#### REQUIREMENTS:
Recast the entries as a JSON list of strings, one string per line with blank lines left out. Start at the line containing "task: segment the person sitting on rock" and end at the last line of the entries, including both.

#### ENTRIES SHOWN:
· · · · ·

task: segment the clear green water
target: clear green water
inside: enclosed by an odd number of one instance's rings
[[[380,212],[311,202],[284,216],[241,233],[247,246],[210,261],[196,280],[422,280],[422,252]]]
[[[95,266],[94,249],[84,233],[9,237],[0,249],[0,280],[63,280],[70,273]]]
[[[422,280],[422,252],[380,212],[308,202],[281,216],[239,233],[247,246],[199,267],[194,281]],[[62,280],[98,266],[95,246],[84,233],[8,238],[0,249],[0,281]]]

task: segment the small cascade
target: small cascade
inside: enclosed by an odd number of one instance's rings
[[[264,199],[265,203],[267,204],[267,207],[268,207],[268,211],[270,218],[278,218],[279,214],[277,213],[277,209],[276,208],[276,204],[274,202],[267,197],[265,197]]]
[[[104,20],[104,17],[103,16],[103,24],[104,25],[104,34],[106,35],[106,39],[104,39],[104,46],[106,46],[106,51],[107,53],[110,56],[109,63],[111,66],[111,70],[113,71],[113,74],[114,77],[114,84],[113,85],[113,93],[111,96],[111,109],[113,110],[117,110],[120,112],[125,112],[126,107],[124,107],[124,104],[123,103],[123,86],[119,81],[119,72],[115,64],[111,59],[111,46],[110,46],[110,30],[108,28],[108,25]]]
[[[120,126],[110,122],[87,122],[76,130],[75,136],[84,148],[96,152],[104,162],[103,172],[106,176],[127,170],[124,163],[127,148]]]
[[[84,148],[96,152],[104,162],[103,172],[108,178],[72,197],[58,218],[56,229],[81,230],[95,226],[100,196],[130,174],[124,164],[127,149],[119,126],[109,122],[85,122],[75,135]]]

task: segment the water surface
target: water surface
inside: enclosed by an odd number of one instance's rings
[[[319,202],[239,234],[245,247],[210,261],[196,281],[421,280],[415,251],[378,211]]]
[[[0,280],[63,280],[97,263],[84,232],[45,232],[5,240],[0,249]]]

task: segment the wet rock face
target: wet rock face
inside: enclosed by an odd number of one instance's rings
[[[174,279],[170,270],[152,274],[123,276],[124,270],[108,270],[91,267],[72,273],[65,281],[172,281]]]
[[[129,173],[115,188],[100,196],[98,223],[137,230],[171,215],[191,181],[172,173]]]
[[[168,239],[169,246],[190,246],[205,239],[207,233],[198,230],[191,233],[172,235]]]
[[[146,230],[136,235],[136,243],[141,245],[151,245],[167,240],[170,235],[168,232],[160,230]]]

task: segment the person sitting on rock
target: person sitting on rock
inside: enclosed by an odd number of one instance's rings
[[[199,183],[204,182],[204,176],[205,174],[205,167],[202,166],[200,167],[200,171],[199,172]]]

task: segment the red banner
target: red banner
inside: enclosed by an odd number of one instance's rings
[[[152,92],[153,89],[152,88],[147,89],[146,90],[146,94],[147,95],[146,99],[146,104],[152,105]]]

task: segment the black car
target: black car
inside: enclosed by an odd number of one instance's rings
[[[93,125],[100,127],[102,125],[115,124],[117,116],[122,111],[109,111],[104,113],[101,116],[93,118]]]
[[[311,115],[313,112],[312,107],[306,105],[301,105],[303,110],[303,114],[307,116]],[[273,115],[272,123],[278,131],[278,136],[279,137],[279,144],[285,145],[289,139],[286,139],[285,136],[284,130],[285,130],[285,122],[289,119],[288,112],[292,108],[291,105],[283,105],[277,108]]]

· · · · ·

#### EXPECTED OUTPUT:
[
  "task: segment the person sitting on rock",
  "target: person sitting on rock",
  "inside: enclosed by an odd number of one instance's rings",
  "[[[199,183],[204,182],[204,176],[205,174],[205,167],[202,166],[200,167],[200,171],[199,172]]]",
  "task: segment the red banner",
  "target: red banner",
  "inside: enclosed by an odd number of one instance's rings",
  "[[[152,92],[153,89],[152,88],[147,89],[146,90],[146,94],[147,95],[146,99],[146,104],[152,105]]]",
  "task: segment the black car",
  "target: black car",
  "inside: enclosed by an odd number of one instance's rings",
  "[[[93,125],[100,127],[102,125],[115,124],[117,116],[122,111],[109,111],[104,113],[101,116],[93,118]]]",
  "[[[311,115],[313,112],[312,107],[306,105],[301,105],[303,110],[303,114],[307,116]],[[273,115],[272,123],[278,131],[278,136],[279,137],[279,144],[285,145],[289,139],[286,139],[285,136],[284,130],[285,130],[285,122],[289,119],[288,112],[292,108],[291,105],[283,105],[277,108]]]"
]